Unaligned load/store for callee-saved 128-bit registers

On my (out-of-tree) target I have 16 128-bit registers.
Unaligned load/store are illegal. (must 16-bytes aligned)

8 of those registers are defined as callee-saved and 8 caller-saved.
The default stack size is 4 bytes.
The target implements dynamic stack realign to make sure the stack will always be aligned correctly when necessary.

Yet I am still getting unaligned load/store when running this test case: http://pastie.org/8490604

The problem is in PEI::calculateCalleeSavedRegisters:

// We may not be able to satisfy the desired alignment specification of
// the TargetRegisterClass if the stack alignment is smaller. Use the
// min.
Align = std::min(Align, StackAlign);
FrameIdx = MFI->CreateStackObject(RC->getSize(), Align, true);

This will create unaligned load/store for a callee-saved 128-bit register on the frame slot because StackAlign is 4.

## Instruction 1
Translate this sentence from the post about callee-saved 128-bit registers into Spanish: "The target implements dynamic stack realign to make sure the stack will always be aligned correctly when necessary."
## Instruction 2
Output the post about callee-saved 128-bit registers word for word, starting at the words "Unaligned load/store for callee-saved" and ending after "is 4 bytes.".
The records aren't needed for this work.

## Data under study
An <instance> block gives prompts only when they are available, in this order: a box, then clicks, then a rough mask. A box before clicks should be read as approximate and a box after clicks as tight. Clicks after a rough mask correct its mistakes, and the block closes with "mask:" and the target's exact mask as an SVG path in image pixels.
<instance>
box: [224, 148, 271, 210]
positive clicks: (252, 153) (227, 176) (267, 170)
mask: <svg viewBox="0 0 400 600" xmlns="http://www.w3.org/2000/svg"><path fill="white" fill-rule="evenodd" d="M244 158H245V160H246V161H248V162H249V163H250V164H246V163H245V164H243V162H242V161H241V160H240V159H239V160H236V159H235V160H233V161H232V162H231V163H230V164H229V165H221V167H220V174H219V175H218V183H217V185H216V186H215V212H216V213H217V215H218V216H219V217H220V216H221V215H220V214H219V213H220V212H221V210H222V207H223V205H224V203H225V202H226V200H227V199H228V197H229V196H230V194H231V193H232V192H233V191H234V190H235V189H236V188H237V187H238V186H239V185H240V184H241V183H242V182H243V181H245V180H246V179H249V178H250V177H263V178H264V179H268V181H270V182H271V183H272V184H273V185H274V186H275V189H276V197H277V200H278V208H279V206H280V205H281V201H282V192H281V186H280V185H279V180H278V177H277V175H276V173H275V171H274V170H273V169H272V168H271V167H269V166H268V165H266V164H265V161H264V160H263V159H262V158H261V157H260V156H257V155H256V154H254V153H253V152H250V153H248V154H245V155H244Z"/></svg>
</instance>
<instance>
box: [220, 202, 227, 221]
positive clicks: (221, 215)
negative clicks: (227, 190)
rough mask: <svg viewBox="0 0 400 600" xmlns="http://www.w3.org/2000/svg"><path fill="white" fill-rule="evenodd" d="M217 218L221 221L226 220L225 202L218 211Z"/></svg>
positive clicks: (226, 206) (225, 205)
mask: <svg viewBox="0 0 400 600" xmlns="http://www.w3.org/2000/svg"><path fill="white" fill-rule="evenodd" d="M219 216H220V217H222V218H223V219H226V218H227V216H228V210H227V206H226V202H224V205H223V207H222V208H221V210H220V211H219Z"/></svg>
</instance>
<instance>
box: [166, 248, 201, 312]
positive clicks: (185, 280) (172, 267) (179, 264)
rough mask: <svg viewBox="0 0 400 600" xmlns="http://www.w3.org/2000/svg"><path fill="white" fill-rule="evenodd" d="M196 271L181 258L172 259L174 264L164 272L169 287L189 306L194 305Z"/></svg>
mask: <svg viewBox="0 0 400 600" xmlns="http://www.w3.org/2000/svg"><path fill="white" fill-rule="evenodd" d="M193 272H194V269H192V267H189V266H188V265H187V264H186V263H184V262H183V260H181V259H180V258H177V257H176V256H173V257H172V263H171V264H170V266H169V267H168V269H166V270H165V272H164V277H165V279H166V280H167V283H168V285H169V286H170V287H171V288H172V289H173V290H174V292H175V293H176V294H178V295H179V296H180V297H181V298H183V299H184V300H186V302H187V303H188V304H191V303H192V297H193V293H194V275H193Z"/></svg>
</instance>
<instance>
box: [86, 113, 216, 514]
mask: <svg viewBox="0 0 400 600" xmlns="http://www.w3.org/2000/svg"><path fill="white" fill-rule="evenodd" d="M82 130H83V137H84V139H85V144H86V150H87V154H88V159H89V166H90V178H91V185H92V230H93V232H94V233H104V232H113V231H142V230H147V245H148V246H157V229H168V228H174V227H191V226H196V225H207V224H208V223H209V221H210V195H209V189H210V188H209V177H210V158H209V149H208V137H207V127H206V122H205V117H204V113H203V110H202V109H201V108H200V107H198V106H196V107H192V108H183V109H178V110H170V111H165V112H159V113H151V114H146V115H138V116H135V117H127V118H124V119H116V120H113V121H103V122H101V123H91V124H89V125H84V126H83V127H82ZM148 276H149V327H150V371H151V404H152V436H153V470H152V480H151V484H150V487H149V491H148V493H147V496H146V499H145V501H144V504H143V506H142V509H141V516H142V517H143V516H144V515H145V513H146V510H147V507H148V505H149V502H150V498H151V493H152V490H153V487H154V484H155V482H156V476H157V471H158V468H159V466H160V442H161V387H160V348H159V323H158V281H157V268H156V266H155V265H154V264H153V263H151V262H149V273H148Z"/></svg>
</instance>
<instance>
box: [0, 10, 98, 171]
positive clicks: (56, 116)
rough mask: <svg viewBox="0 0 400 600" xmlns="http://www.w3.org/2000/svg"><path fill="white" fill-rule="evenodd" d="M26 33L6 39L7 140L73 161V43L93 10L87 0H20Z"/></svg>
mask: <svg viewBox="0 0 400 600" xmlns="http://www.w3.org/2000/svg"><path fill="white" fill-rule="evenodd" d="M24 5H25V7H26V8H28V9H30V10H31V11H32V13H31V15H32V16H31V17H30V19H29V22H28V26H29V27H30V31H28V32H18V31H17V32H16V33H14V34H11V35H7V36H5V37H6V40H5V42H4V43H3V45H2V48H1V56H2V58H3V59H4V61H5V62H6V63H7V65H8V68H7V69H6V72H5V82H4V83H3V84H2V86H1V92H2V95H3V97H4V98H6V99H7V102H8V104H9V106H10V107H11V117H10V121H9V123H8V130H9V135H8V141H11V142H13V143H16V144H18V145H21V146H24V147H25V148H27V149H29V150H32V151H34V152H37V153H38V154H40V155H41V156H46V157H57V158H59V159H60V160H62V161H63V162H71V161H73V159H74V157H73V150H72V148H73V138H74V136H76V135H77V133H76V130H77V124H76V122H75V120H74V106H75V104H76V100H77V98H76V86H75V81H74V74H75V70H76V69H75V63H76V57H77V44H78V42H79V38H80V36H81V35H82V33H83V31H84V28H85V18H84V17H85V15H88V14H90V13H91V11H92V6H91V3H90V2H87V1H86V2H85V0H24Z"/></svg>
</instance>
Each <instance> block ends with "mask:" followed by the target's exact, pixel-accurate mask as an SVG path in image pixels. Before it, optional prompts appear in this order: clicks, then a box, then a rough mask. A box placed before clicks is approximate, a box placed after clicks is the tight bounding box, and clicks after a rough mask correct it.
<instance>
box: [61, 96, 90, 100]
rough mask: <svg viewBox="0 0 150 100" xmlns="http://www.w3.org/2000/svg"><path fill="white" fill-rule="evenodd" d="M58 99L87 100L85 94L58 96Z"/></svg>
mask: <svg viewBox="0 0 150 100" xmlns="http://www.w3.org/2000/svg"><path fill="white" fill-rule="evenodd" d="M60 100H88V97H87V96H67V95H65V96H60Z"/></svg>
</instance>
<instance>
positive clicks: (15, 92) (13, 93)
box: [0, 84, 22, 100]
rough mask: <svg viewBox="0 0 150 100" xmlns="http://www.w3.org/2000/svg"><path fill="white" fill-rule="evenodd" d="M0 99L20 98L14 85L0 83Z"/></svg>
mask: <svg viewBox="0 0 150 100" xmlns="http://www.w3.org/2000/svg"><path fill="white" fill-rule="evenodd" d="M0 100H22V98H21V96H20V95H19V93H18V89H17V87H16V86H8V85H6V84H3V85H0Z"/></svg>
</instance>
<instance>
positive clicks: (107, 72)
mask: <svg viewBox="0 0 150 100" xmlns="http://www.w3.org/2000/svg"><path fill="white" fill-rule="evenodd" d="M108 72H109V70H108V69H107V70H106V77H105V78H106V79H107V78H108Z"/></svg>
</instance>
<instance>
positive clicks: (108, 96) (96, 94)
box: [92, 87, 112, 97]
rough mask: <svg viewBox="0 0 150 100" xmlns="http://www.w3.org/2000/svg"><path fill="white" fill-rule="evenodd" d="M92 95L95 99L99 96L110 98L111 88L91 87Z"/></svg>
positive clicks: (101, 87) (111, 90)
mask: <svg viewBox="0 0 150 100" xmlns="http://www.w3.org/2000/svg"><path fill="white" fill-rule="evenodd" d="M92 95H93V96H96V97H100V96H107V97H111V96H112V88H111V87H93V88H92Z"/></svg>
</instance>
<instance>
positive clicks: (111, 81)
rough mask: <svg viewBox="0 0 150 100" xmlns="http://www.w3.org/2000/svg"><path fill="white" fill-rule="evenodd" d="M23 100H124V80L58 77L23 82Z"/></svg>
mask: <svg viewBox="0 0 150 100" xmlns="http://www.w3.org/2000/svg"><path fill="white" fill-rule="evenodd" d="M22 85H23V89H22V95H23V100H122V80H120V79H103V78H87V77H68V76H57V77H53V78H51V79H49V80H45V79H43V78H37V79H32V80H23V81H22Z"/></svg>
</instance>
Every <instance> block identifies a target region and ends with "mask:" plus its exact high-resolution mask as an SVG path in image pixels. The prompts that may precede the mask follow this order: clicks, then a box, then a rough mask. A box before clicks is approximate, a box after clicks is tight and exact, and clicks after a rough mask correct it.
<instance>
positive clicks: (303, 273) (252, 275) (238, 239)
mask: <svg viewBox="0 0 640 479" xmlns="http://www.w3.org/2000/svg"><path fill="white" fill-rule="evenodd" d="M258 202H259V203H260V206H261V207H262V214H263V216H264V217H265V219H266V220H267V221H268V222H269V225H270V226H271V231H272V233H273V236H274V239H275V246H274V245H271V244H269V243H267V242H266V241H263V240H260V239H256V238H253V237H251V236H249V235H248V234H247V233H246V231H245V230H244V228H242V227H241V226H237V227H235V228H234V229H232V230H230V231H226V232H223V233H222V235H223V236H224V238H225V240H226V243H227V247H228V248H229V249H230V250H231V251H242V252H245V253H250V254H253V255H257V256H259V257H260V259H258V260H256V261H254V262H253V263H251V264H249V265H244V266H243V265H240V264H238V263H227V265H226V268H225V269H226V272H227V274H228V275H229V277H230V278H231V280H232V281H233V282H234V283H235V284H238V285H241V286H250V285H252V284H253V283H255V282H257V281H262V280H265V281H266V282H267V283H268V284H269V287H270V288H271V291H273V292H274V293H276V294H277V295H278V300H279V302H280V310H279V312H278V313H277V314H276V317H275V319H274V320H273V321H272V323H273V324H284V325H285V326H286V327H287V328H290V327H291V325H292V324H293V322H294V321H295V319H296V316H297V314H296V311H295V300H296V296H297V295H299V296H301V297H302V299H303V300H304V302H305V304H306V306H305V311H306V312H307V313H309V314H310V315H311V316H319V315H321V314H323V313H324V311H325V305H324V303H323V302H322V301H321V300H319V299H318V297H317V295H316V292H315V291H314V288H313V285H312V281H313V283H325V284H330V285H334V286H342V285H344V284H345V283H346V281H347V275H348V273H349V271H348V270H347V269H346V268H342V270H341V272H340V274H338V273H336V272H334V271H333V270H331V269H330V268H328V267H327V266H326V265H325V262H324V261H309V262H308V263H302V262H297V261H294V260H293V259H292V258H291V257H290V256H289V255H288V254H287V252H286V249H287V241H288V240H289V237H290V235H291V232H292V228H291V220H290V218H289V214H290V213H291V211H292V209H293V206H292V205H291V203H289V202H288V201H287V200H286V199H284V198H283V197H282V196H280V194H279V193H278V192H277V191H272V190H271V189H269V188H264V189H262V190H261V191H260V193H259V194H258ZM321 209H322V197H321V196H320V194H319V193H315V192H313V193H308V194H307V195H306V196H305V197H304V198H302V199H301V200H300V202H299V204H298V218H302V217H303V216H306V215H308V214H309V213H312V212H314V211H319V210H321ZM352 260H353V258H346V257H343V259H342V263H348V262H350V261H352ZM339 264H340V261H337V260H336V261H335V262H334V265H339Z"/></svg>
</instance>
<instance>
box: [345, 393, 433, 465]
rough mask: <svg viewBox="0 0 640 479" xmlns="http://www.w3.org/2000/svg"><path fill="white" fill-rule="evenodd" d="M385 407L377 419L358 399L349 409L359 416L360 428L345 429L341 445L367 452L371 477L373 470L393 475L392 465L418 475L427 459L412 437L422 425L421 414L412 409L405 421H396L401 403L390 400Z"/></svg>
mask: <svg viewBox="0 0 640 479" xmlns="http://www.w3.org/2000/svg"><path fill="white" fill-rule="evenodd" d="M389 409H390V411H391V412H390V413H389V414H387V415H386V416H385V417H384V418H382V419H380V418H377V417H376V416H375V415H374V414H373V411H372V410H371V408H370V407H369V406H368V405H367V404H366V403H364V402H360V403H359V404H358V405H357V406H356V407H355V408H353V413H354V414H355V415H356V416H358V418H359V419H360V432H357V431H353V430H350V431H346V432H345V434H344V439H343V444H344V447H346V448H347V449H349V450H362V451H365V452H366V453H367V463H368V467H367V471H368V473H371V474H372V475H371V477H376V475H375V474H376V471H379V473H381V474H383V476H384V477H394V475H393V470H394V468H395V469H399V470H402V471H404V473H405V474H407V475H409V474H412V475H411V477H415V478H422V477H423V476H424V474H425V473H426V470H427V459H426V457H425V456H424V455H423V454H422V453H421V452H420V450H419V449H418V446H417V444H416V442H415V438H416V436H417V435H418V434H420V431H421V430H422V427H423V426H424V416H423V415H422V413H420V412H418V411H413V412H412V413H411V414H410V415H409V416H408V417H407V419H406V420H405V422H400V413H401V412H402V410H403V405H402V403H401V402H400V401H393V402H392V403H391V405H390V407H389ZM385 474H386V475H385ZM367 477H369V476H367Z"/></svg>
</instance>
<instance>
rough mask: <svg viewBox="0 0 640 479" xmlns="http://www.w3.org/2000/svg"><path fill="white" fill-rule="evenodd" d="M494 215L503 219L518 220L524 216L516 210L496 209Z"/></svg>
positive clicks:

## Your solution 1
El target implementa el realineamiento dinámico de la pila para asegurar que la pila esté siempre correctamente alineada cuando sea necesario.

## Your solution 2
Unaligned load/store for callee-saved 128-bit registers

On my (out-of-tree) target I have 16 128-bit registers.
Unaligned load/store are illegal. (must 16-bytes aligned)

8 of those registers are defined as callee-saved and 8 caller-saved.
The default stack size is 4 bytes.